**Trecho para leitura:**
+-------+

A disputa sobre a caracterização da essência do lulismo não é apenas um debate teórico, mas uma batalha ideológica com impactos diretos na formulação tática de partidos e organizações de esquerda. No governo Lula 3, que atinge a metade de seu mandato, essas discussões ganham novo fôlego, organizando-se em torno de três caracterizações principais: duas que negam o caráter neoliberal do governo e uma terceira que o desnuda como essencialmente neoliberal. A primeira interpretação enxerga o lulismo como um projeto social-desenvolvimentista, enquanto a segunda o vê como um reformismo fraco que, embora obstrua transformações mais profundas, colocaria um freio no avanço neoliberal. Já a terceira, conectada à realidade concreta, expõe o lulismo como uma expressão de neoliberalismo progressista ou social-liberalismo, uma variante ideológica do neoliberalismo que mascara a exploração com um verniz inclusivo.

Na primeira caracterização, o lulismo seria movido pela elevação da renda dos mais pobres, por meio de políticas como a valorização do salário mínimo, a ampliação de transferências de renda e a expansão de serviços públicos, além de ser descrito como keynesiano e comprometido com o crescimento, a redução das desigualdades e o combate ao subdesenvolvimento.

+-------+

**O que produzir:** Transcreva do texto sobre o lulismo a passagem que começa em "Na primeira caracterização, o" e segue até "combate ao subdesenvolvimento.", sem alterar nada.

**Segmento de dados:**
+-------+

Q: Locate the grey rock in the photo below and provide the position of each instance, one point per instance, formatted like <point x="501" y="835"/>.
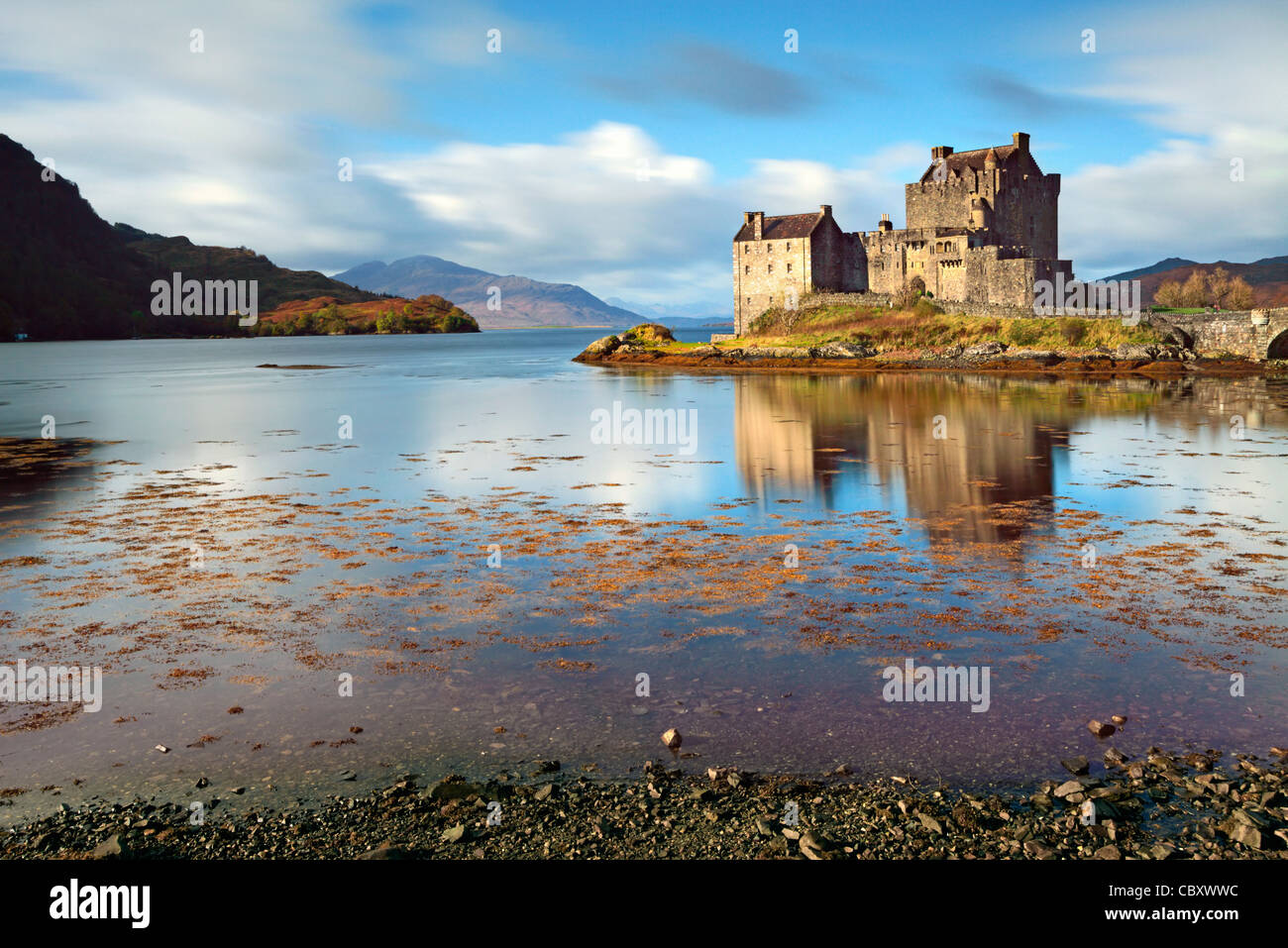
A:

+-------+

**Resposta abaixo:**
Na primeira caracterização, o lulismo seria movido pela elevação da renda dos mais pobres, por meio de políticas como a valorização do salário mínimo, a ampliação de transferências de renda e a expansão de serviços públicos, além de ser descrito como keynesiano e comprometido com o crescimento, a redução das desigualdades e o combate ao subdesenvolvimento.